### WHAT IS BEING ASKED
Where an image occurs, skip it and print the rest of the records verbatim.

### EXERCISE DATA

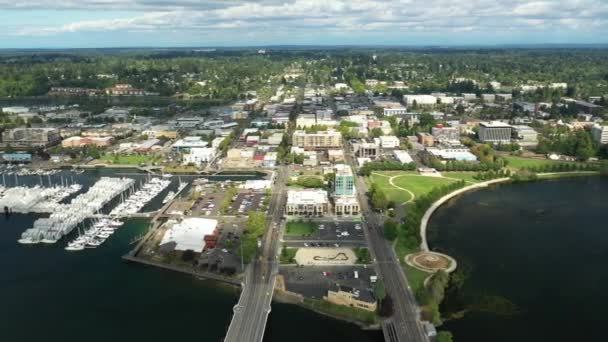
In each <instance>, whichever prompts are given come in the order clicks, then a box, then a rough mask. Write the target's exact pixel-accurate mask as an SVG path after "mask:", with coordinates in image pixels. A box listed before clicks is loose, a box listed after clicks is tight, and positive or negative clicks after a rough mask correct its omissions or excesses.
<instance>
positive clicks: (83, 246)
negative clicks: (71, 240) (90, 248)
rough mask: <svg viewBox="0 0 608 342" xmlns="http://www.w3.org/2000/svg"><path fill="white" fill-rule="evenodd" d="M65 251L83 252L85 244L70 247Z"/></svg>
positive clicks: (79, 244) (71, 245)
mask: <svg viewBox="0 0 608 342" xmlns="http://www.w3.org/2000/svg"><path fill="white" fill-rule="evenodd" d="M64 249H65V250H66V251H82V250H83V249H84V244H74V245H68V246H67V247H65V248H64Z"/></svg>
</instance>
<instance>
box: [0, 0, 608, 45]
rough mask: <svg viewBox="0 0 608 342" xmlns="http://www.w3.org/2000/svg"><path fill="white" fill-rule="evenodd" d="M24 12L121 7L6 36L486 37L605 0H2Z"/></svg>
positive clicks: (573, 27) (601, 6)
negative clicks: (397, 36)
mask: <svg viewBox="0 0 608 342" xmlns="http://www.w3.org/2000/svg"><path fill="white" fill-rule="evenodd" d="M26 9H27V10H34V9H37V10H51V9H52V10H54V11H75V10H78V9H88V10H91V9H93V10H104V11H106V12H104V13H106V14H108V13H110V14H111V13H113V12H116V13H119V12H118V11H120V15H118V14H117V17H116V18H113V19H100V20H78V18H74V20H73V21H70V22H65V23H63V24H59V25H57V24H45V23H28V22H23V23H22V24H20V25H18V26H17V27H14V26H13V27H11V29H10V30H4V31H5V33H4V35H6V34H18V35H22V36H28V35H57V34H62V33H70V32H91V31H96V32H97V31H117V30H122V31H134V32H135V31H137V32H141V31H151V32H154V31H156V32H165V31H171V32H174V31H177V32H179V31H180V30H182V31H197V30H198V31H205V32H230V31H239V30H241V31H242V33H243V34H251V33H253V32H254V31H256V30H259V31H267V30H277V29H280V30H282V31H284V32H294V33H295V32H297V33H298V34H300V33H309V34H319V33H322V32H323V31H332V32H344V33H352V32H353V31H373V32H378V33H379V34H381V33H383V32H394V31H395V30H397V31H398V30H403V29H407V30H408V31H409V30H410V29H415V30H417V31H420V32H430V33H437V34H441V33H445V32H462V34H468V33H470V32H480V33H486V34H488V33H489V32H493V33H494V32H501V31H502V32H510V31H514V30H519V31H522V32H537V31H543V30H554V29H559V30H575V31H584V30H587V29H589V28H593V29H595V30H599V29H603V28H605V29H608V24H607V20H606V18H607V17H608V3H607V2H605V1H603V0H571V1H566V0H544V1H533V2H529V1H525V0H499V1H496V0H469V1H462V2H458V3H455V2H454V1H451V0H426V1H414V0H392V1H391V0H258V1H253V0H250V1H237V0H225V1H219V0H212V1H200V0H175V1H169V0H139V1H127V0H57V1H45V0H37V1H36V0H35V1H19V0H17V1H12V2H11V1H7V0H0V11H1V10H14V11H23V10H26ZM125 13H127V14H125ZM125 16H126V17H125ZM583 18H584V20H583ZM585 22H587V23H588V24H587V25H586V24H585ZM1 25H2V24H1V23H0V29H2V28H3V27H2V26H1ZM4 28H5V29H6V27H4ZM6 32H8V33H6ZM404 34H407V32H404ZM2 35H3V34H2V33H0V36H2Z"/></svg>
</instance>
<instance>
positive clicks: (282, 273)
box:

### SOLUTION FOR THIS TASK
In each <instance>, whichever prompts are given come in the order clicks, then a box, then a rough mask. Write the target's exact pixel-accurate mask as an SVG path after "mask:", with coordinates in image pixels. A box listed before clicks is loose, a box listed after clicks is tight, and positive or negative clicks after a rough mask correct its omissions or excesses.
<instance>
positive clicks: (83, 246)
negative clicks: (71, 240) (90, 248)
rough mask: <svg viewBox="0 0 608 342" xmlns="http://www.w3.org/2000/svg"><path fill="white" fill-rule="evenodd" d="M65 251L83 252L85 244L70 247Z"/></svg>
positive clicks: (79, 244) (71, 245)
mask: <svg viewBox="0 0 608 342" xmlns="http://www.w3.org/2000/svg"><path fill="white" fill-rule="evenodd" d="M64 249H65V250H66V251H82V250H83V249H84V244H74V245H68V246H67V247H65V248H64Z"/></svg>
</instance>
<instance>
box: [0, 0, 608, 45]
rough mask: <svg viewBox="0 0 608 342" xmlns="http://www.w3.org/2000/svg"><path fill="white" fill-rule="evenodd" d="M24 12L121 7L6 36L486 37L605 0H2Z"/></svg>
positive clicks: (573, 27) (601, 6)
negative clicks: (397, 36)
mask: <svg viewBox="0 0 608 342" xmlns="http://www.w3.org/2000/svg"><path fill="white" fill-rule="evenodd" d="M26 9H27V10H34V9H37V10H51V9H52V10H54V11H75V10H78V9H88V10H91V9H93V10H104V11H106V12H104V13H106V14H108V13H110V14H111V13H113V12H116V13H119V12H118V11H120V15H118V14H117V17H116V18H113V19H100V20H78V18H74V20H73V21H70V22H65V23H63V24H59V25H57V24H45V23H28V22H23V23H22V24H20V25H18V26H17V27H14V26H13V27H11V29H10V30H4V31H5V33H4V35H6V34H18V35H22V36H28V35H57V34H62V33H70V32H91V31H96V32H97V31H117V30H122V31H134V32H135V31H137V32H141V31H151V32H154V31H156V32H165V31H171V32H174V31H177V32H179V31H180V30H182V31H197V30H198V31H205V32H230V31H239V30H241V31H242V33H243V34H251V33H253V32H254V31H256V30H259V31H267V30H277V29H280V30H282V31H284V32H294V33H295V32H297V33H298V34H300V33H309V34H319V33H322V32H323V31H332V32H344V33H352V32H353V31H373V32H378V33H379V34H381V33H383V32H394V31H395V30H397V31H398V30H403V29H407V30H408V31H409V30H410V29H415V30H417V31H420V32H430V33H437V34H441V33H445V32H462V34H468V33H470V32H480V33H486V34H488V33H489V32H493V33H494V32H501V31H502V32H510V31H514V30H519V31H522V32H537V31H543V30H554V29H559V30H575V31H584V30H587V29H589V28H593V29H595V30H599V29H603V28H605V29H608V24H607V20H606V18H607V17H608V3H607V2H605V1H603V0H571V1H566V0H544V1H533V2H529V1H525V0H499V1H496V0H469V1H462V2H458V3H455V2H454V1H451V0H426V1H414V0H392V1H391V0H258V1H253V0H250V1H237V0H225V1H219V0H212V1H200V0H175V1H169V0H139V1H127V0H57V1H45V0H37V1H36V0H35V1H19V0H17V1H12V2H11V1H7V0H0V11H1V10H14V11H23V10H26ZM125 13H127V14H125ZM125 16H126V17H125ZM583 18H584V20H583ZM585 22H587V23H588V24H587V25H586V24H585ZM1 25H2V24H1V23H0V29H2V28H3V27H2V26H1ZM4 28H5V29H6V27H4ZM6 32H8V33H6ZM404 34H407V32H404ZM2 35H3V34H2V33H0V36H2Z"/></svg>
</instance>
<instance>
positive clicks: (282, 273)
box:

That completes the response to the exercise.